- _TEXTO EXTRAÍDO_:
>>>>>

Cerca de 60% da população mundial de puffins nidifica na Islândia, por isso é relativamente fácil encontrá-los por aqui entre finais de Abril e meados de Agosto (os pais abandonam as crias quando estas têm cerca de 40 dias de idade). A maior colónia destas aves na Islândia encontra-se nas ilhas Westman (Vestmannaeyjar), mas também é possível vê-los na península de Tjörnes, em Dyrhólaey, em várias outras ilhas e, é claro, em Látrabjarg, que é um local muito popular para os observar de perto. Há um parque de estacionamento de dimensão razoável, e um percurso junto à falésia devidamente limitado – com simples estacas e corda, que na Islândia confiam que as pessoas sejam sensatas e sigam os conselhos afixados nos painéis informativos. Basta subirmos uns metros para começarmos a ver as cabeças pretas e brancas e os bicos laranja de alguns puffins a mexerem-se por entre as ervas. Talvez porque sabem que esbanjam charme e somos incapazes de lhes fazer mal, não têm medo das pessoas e conseguimos estar relativamente perto deles sem que fujam. E digo-vos só uma coisa: era capaz de estar a observar estes bichinhos durante horas sem me cansar. São super engraçados, até mesmo apaixonantes, e vale bem a pena fazer uns quilómetros extra para os ver, pois é diversão garantida.
Depois de uma hora bem passada em Látrabjarg voltámos ao carro, confesso que com alguma relutância. No percurso de ida, cerca de vinte quilómetros antes do destino final, tínhamos passado por um sítio que parecia curioso, e como o regresso é obrigatoriamente feito pela mesma estrada decidimos fazer uma paragem nesse local. Hnjótur é uma quinta no meio de nenhures, que além de disponibilizar alojamento tem uma espécie de museu/ferro-velho de veículos, embarcações e aeronaves, onde a estrela é um Douglas C-117D da Marinha americana decomposto em várias partes, todas elas também em vários estágios de decomposição. A julgar pelo número de visitantes, muitos deles com crianças, parece ser um local bastante popular por aquelas bandas. E é mais uma amostra da estranha preferência que os islandeses parecem ter por velharias arruinadas.

<<<<<

- _TAREFA A_: Reproduza na íntegra o texto sobre a Islândia, sem qualquer alteração.

- _DADOS A PROCESSAR_:
>>>>>

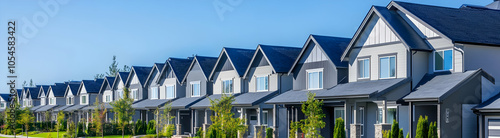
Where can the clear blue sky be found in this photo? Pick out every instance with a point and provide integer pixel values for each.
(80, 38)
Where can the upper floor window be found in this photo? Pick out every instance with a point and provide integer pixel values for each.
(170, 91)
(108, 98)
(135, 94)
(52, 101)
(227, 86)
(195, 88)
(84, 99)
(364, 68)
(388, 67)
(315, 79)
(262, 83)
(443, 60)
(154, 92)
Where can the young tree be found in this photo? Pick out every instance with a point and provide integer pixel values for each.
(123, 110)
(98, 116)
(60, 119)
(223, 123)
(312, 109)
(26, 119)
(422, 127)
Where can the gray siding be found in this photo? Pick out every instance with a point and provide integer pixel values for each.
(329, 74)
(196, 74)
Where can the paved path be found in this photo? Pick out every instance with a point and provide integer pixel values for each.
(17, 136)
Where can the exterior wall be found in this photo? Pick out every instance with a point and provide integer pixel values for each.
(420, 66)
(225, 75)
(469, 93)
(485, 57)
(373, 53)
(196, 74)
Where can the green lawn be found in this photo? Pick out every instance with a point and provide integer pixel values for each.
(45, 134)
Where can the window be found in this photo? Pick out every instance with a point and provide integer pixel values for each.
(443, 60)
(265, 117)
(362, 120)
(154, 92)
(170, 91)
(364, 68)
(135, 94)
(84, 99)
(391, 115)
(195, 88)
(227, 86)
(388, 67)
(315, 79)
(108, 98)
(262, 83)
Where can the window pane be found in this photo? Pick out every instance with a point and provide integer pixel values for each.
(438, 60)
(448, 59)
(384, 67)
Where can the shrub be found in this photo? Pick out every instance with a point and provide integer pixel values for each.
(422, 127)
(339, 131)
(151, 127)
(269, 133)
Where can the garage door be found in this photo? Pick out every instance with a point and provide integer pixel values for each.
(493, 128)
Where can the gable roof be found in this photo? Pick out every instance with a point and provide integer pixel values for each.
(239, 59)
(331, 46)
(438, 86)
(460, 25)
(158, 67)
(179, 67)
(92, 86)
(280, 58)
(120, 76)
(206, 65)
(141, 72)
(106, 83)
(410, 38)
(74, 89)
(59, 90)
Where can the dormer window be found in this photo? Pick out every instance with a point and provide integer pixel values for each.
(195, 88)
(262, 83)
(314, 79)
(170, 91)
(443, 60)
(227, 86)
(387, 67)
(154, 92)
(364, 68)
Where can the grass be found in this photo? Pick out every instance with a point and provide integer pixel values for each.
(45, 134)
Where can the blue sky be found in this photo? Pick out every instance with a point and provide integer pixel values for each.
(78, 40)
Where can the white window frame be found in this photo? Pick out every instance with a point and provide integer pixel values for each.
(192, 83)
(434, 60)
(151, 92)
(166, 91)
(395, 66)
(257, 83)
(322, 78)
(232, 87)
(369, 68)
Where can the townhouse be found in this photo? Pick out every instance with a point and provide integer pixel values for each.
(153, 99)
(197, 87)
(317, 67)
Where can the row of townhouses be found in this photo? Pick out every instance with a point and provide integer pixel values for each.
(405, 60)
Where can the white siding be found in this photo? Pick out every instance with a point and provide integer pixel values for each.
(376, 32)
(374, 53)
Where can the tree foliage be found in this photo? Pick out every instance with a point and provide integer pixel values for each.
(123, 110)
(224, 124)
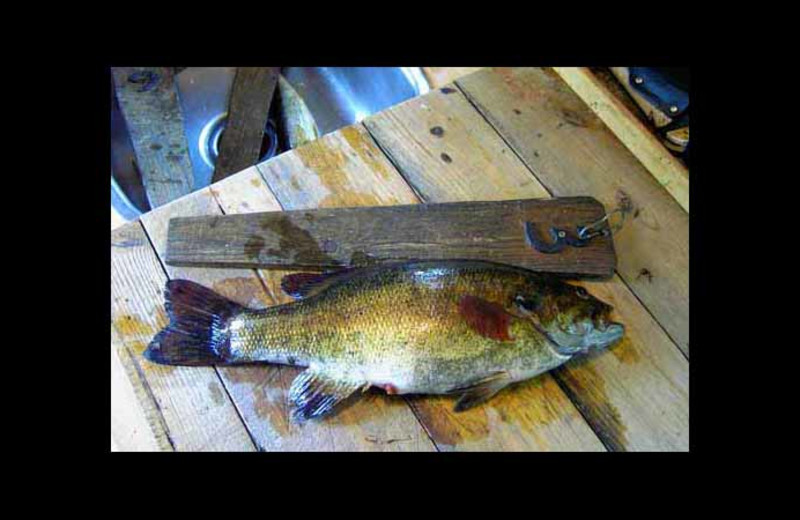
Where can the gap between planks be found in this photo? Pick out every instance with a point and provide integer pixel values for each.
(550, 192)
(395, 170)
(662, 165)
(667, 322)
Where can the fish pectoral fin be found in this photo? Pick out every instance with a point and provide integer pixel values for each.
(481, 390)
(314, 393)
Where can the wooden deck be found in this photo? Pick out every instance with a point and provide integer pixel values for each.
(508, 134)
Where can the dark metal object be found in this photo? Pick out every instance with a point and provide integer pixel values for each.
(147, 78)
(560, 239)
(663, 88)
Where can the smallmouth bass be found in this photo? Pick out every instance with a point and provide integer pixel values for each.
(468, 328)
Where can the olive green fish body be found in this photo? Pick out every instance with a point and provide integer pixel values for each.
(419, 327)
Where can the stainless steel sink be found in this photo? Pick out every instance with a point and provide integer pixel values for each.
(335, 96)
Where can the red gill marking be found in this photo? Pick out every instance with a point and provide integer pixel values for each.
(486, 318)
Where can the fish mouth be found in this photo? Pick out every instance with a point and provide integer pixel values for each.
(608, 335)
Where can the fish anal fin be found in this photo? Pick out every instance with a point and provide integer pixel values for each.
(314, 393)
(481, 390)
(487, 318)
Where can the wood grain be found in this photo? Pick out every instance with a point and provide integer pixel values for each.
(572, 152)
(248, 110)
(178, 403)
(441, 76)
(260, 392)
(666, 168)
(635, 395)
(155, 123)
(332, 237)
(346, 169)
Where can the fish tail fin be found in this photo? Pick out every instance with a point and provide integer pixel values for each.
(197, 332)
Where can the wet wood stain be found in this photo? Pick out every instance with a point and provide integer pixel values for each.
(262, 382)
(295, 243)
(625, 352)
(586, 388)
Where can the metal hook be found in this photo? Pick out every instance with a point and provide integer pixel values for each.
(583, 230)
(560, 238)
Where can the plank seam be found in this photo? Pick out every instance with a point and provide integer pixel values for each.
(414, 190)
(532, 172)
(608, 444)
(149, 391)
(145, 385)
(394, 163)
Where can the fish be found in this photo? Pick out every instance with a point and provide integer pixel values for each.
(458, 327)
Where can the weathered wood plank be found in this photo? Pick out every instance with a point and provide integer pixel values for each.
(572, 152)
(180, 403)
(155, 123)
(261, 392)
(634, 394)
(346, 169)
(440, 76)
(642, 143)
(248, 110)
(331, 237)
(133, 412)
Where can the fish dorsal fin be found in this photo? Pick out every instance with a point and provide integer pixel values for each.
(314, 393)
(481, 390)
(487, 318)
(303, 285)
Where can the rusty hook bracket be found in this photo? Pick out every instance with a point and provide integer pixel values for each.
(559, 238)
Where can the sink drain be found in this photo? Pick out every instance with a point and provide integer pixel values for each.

<<<<<
>>>>>

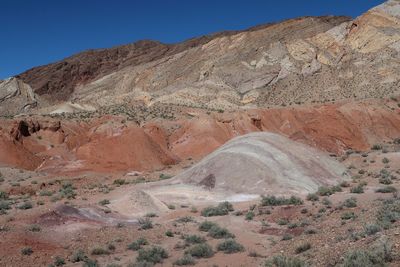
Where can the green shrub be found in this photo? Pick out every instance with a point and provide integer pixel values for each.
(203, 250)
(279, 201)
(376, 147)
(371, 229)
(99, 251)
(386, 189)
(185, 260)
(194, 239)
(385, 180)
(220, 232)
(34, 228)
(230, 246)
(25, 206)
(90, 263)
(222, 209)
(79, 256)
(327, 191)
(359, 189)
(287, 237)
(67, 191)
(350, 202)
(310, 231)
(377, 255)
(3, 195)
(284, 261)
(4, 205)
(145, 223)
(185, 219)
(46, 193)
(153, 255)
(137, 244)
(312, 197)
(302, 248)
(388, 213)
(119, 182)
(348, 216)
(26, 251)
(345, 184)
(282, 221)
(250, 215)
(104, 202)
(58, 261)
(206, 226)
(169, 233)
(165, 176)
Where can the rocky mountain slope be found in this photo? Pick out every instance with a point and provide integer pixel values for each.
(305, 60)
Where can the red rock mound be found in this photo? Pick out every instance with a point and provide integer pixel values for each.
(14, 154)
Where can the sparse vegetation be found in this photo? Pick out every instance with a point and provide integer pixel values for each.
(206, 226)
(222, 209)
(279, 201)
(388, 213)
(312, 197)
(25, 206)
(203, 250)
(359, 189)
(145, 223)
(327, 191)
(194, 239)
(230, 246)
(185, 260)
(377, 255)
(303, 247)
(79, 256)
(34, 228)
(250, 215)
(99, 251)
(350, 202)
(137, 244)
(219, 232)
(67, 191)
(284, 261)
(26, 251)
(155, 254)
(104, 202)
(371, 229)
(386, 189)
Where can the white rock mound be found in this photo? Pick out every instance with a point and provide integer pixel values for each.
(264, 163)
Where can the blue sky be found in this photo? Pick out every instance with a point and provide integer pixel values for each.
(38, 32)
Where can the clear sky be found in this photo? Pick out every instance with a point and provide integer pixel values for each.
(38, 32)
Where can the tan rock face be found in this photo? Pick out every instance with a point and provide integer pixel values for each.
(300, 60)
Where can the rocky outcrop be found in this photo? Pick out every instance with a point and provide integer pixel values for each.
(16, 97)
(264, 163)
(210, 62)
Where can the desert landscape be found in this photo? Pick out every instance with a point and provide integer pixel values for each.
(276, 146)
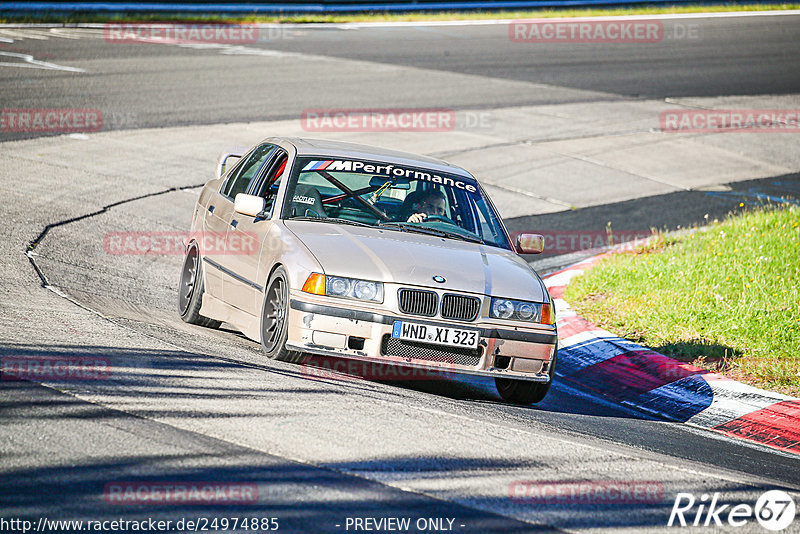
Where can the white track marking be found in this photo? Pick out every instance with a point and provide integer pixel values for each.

<<<<<

- _TAREFA B_: Recolha todas as linhas da listagem em que surge a palavra "mound", distinguindo maiúsculas de minúsculas.

- _RESULTADO DO EXERCÍCIO A_:
Cerca de 60% da população mundial de puffins nidifica na Islândia, por isso é relativamente fácil encontrá-los por aqui entre finais de Abril e meados de Agosto (os pais abandonam as crias quando estas têm cerca de 40 dias de idade). A maior colónia destas aves na Islândia encontra-se nas ilhas Westman (Vestmannaeyjar), mas também é possível vê-los na península de Tjörnes, em Dyrhólaey, em várias outras ilhas e, é claro, em Látrabjarg, que é um local muito popular para os observar de perto. Há um parque de estacionamento de dimensão razoável, e um percurso junto à falésia devidamente limitado – com simples estacas e corda, que na Islândia confiam que as pessoas sejam sensatas e sigam os conselhos afixados nos painéis informativos. Basta subirmos uns metros para começarmos a ver as cabeças pretas e brancas e os bicos laranja de alguns puffins a mexerem-se por entre as ervas. Talvez porque sabem que esbanjam charme e somos incapazes de lhes fazer mal, não têm medo das pessoas e conseguimos estar relativamente perto deles sem que fujam. E digo-vos só uma coisa: era capaz de estar a observar estes bichinhos durante horas sem me cansar. São super engraçados, até mesmo apaixonantes, e vale bem a pena fazer uns quilómetros extra para os ver, pois é diversão garantida.
Depois de uma hora bem passada em Látrabjarg voltámos ao carro, confesso que com alguma relutância. No percurso de ida, cerca de vinte quilómetros antes do destino final, tínhamos passado por um sítio que parecia curioso, e como o regresso é obrigatoriamente feito pela mesma estrada decidimos fazer uma paragem nesse local. Hnjótur é uma quinta no meio de nenhures, que além de disponibilizar alojamento tem uma espécie de museu/ferro-velho de veículos, embarcações e aeronaves, onde a estrela é um Douglas C-117D da Marinha americana decomposto em várias partes, todas elas também em vários estágios de decomposição. A julgar pelo número de visitantes, muitos deles com crianças, parece ser um local bastante popular por aquelas bandas. E é mais uma amostra da estranha preferência que os islandeses parecem ter por velharias arruinadas.

- _RESULTADO DO EXERCÍCIO B_:
Where can the red rock mound be found in this photo? Pick out every instance with a point and provide integer pixel values for each.
Where can the white rock mound be found in this photo? Pick out every instance with a point and provide integer pixel values for each.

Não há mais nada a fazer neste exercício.